Provided passage

Egypt’s Suez Canal is one of the world’s most important waterways. Located 75 miles east of Cairo, it links the Mediterranean Sea to the Red Sea, allowing for direct shipping from Europe to Asia. Roughly 12% of the world’s shipping traffic goes through the man-made canal, which has become particularly vital following pandemic related disruptions to shipping.
That’s why it’s a big deal that a 1,312-foot-long cargo ship named Ever Given has become stuck across the Suez Canal. With the waterway blocked, and attempts to move the cargo ship unsuccessful thus far, the fallout could reverberate around the world.
Ever Given is a 2 million ton cargo ship that spans a quarter mile, roughly the length of four football fields. On Tuesday, just before 8 a.m., strong gusts of wind knocked it off course. En route to Rotterdam from China, it was holding around 20,000 shipping containers of cargo when it became wedged in the canal’s east bank.
“The accident is mainly due to the lack of visibility resulting from bad weather conditions as the country passes through a dust storm, with wind speed reaching 40 knots,” Suez Canal Authority head Osama Rabie said in a statement.
None of the staff on board were injured, according to the ship’s technical manager, Bernhard Schulte Shipmanagement. But the task of extricating the Ever Given is momentous. The Suez Canal Authority, a government organization that runs and maintains the canal, has deployed a gang of tugboats to pull the Ever Given out of its predicament, but the strategy has yet to prove successful.
“BSM’s immediate priorities are to safely refloat the vessel and for marine traffic in the Suez Canal to safely resume,” BSM said in a statement. “The continued efforts of the Suez Canal Authority and those involved in re-floating operations are greatly appreciated.”

Excerpted records
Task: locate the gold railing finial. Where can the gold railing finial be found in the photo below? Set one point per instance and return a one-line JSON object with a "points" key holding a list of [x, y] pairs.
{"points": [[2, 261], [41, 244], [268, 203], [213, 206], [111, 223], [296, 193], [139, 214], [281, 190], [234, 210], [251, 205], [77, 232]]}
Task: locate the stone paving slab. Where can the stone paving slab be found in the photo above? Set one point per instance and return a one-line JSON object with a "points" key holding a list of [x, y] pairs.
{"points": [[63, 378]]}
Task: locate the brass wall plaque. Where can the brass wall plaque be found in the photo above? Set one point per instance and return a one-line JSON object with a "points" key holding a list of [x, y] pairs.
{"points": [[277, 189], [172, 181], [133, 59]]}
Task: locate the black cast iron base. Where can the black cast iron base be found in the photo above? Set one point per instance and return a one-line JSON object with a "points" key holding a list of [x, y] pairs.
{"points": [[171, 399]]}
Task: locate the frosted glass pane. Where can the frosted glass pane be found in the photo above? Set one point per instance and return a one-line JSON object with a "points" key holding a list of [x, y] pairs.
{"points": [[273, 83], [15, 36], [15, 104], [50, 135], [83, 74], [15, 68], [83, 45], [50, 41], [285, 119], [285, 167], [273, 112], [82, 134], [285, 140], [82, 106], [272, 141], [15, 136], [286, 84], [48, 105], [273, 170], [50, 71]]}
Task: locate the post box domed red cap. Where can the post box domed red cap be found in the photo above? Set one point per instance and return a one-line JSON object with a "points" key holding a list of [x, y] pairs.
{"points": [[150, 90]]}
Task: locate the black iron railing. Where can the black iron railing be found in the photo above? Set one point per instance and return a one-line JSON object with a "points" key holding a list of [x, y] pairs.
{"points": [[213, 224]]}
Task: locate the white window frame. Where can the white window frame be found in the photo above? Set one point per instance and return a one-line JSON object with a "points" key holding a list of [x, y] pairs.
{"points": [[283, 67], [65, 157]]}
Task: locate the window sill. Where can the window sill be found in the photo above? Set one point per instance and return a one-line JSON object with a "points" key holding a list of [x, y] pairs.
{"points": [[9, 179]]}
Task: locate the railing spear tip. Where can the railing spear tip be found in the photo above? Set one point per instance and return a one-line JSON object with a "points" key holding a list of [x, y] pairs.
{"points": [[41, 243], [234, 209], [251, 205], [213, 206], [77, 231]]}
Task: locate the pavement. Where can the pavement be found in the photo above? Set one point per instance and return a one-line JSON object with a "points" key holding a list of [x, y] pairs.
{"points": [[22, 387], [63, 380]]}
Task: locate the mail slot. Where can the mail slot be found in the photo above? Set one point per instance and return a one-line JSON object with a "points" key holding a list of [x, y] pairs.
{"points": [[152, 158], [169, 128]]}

Tasks to perform
1. According to the Suez Canal article, roughly how many shipping containers was the Ever Given carrying when it got stuck?
2. Return, word for word, the part of the Suez Canal article that begins at the words "That’s why it’s" and stops after "Rabie said in a statement.".
3. Resume the Suez Canal article after its final sentence.

Answers to the problems
1. Around 20,000.

2.
That’s why it’s a big deal that a 1,312-foot-long cargo ship named Ever Given has become stuck across the Suez Canal. With the waterway blocked, and attempts to move the cargo ship unsuccessful thus far, the fallout could reverberate around the world.
Ever Given is a 2 million ton cargo ship that spans a quarter mile, roughly the length of four football fields. On Tuesday, just before 8 a.m., strong gusts of wind knocked it off course. En route to Rotterdam from China, it was holding around 20,000 shipping containers of cargo when it became wedged in the canal’s east bank.
“The accident is mainly due to the lack of visibility resulting from bad weather conditions as the country passes through a dust storm, with wind speed reaching 40 knots,” Suez Canal Authority head Osama Rabie said in a statement.

3.
As the tugboats continue to attempt to extract the ship, Smit Salvage, a renowned maritime rescue company, has been hired to assist.
“It will be critical to inspect the vessel and how deeply it is lodged in the embankment,” a spokesperson said. “The question is how solidly she has been grounded.”
What does this mean?
“Ship in front of us ran aground while going through the canal and is now stuck sideways,” Julianne Cona wrote on Instagram as she snapped a photo of Ever Given from her own cargo ship, “looks like we might be here for a little bit.”
It’s one of approximately 100 ships that were stuck in the bottleneck by Wednesday morning, reports The New York Times. Around 50 ships pass through the Canal each day, according to official statistics.
Shipping companies now face a dilemma: wait for the Ever Given to be floated or divert around the Horn of Africa, another sea route that links Europe and Asia. The latter option would delay shipments by up to 14 days.
Such delays could cause severe shortages, as the global shipping industry is already beset by a lack of shipping containers and other complications arising from the COVID-19 pandemic. Oil is particularly vulnerable to the blockage, with the Suez Canal being a key route for transporting oil from the Middle East to Asia and Europe. Brent crude oil, the price of which is used as an international benchmark, rose 2.85% after news of the Ever Given’s plight broke.
Local officials hope the issue can be resolved within days, but longer delays would make oil price spikes the beginning of the world’s trouble.
“We’re talking about vaccines, manufacturing goods, food, everything. It’s potential catastrophic delays,” Sal Mercogliano, associate professor at Campbell University, said in a statement to media.
Has this happened before?
Following mechanical issues, a Japanese vessel became lodged in the ground under the canal water in 2017. Tugboats refloated the ship within hours. A year prior, the CSCL Indian Ocean spent five days aground before being pulled out by tugboats.